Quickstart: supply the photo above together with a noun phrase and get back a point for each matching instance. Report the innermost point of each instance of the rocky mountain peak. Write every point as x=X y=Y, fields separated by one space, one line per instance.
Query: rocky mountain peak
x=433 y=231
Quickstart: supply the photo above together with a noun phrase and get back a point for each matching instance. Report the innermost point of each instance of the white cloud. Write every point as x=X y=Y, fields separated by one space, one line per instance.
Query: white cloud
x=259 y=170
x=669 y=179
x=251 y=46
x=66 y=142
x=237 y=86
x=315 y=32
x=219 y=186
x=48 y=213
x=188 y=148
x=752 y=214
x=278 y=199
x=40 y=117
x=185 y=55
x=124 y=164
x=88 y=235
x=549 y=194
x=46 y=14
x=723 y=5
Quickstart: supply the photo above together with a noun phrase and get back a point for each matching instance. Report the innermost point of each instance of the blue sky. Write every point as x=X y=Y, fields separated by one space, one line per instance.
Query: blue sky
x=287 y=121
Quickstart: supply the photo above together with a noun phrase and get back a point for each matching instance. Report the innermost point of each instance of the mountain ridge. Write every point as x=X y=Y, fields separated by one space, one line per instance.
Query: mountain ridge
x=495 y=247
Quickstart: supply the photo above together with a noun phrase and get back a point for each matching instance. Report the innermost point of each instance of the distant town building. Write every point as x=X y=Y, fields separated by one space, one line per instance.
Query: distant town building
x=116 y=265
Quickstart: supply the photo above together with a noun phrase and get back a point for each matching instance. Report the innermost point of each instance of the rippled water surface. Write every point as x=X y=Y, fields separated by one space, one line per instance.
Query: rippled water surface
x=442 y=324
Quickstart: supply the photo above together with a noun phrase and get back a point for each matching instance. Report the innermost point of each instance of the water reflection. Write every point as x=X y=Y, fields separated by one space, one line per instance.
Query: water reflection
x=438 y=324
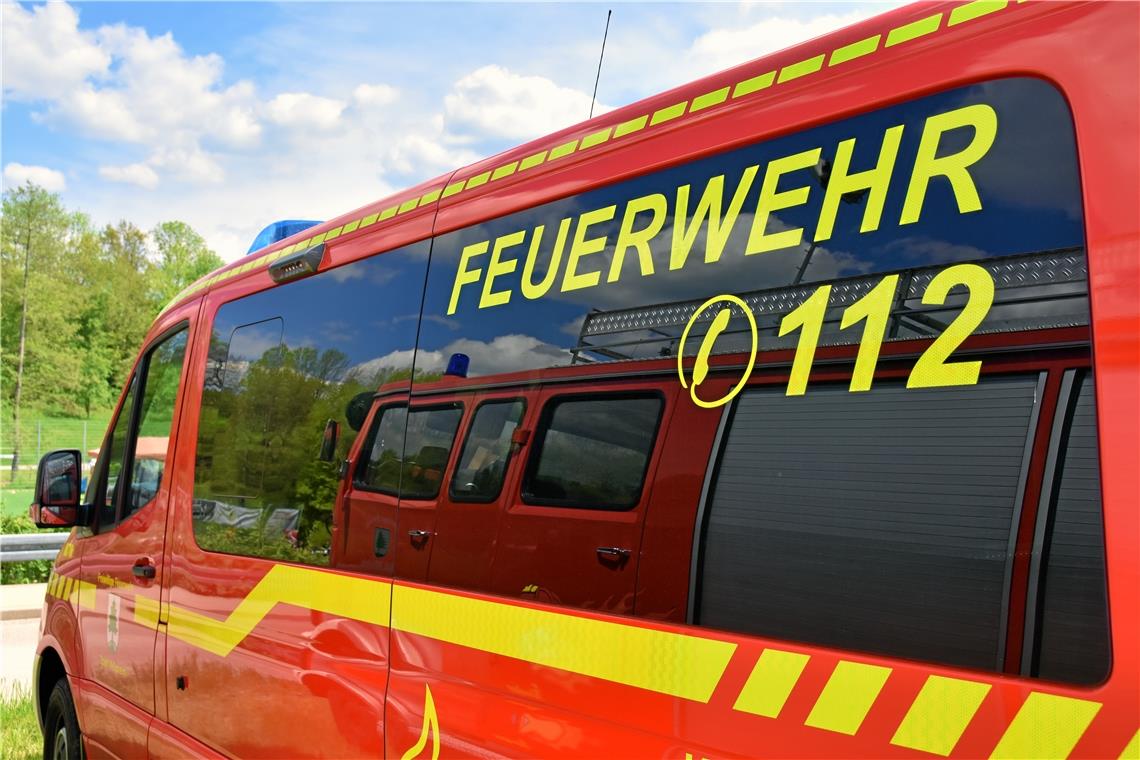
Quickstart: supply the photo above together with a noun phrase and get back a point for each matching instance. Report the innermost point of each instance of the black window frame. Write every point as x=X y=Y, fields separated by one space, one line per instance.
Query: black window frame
x=544 y=426
x=466 y=439
x=137 y=383
x=366 y=448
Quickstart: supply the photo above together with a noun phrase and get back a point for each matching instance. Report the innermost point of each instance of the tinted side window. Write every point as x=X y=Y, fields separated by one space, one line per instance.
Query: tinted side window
x=876 y=521
x=282 y=362
x=482 y=464
x=592 y=452
x=113 y=455
x=426 y=444
x=156 y=416
x=1074 y=609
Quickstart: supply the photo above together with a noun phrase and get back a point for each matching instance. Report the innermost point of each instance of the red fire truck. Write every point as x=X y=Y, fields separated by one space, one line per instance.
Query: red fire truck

### Requirements
Copy all of the records above verbatim, leaving out the pictures.

### Result of the task
Quickstart: supply the photo above together with a noun phrase and get back a point for each matching instance. Report the innermost point of each instance of the rocky mountain peak. Write every point as x=X y=Y, fields separated by one space, one line per instance.
Query: rocky mountain peak
x=433 y=231
Quickstart: supply the photo above together with a noun phrase and get back a point for each matching instance. Report the innermost point of each instance of the white cloud. Write every point as x=X y=Y, fields separated by one space, one line per instance.
Query: white cloud
x=259 y=170
x=669 y=179
x=251 y=46
x=66 y=142
x=237 y=86
x=315 y=32
x=219 y=186
x=48 y=213
x=188 y=148
x=752 y=214
x=278 y=199
x=40 y=117
x=185 y=55
x=124 y=164
x=88 y=235
x=549 y=194
x=46 y=14
x=723 y=5
Quickstart: supply the photo above together with a noun phrase and get back a point for each matching instance. Report the innermost point of each instance of the blue sky. Write every point as x=X y=Y, fields separated by one space, one line per instance.
Query: blue sky
x=287 y=121
Quickstart: supply the photo above together with a noun phrase and get back a point for each matching instance. Report the innermost point of each instance of the mountain ridge. Write every point as x=X y=Y, fields separated by one space, one line per instance.
Query: mountain ridge
x=495 y=247
Quickstart: supply the photo above together with a noun phrase and get back a point for each matching instance. Report the innermost point of each instance of the distant town building. Write every point as x=X y=Y, fields separated by one space, one line per instance.
Query: distant town building
x=116 y=265
Quickstart: supply the photo above together with a noun phrase and get back a point for each matching instance. Report the innermost point of each instance of the rippled water surface. Write every point as x=X y=Y, fields separated by one space, one line per instance.
Query: rippled water surface
x=442 y=324
Quickstart: supply the photo above together with a noun phrase and get back a point for each matching instance. Report the innermost point of each instance of the water reflection. Write every point as x=X y=Y, fields separated by one space, one line per instance.
Query: water reflection
x=438 y=324
Quickstart: supply the photo above together with a noun phrase and get back a point for each matching instance. Report the innermost point of each instance of the black window frame. Write every point as x=X y=Y, fields separated by one space, one line per instance.
Query: black window frame
x=544 y=426
x=466 y=439
x=137 y=383
x=366 y=448
Quickstart: supply the photo above together with a noun phrase and get back a point for each matching instance. Report the innermost point of each instance of the tinted side window. Write every point as x=X y=Y, fields separated by one space, one line per instance.
Query: tinted side window
x=876 y=521
x=282 y=362
x=482 y=464
x=592 y=452
x=113 y=455
x=426 y=444
x=156 y=416
x=1074 y=609
Quickstart: supply the photo above together with a noun phrase and get back a point for each matching instance. Report the innermost point of each instance of the red fire truck. Write every point as x=X y=Y, fields separated by one space, one line per instance.
Query: red fire truck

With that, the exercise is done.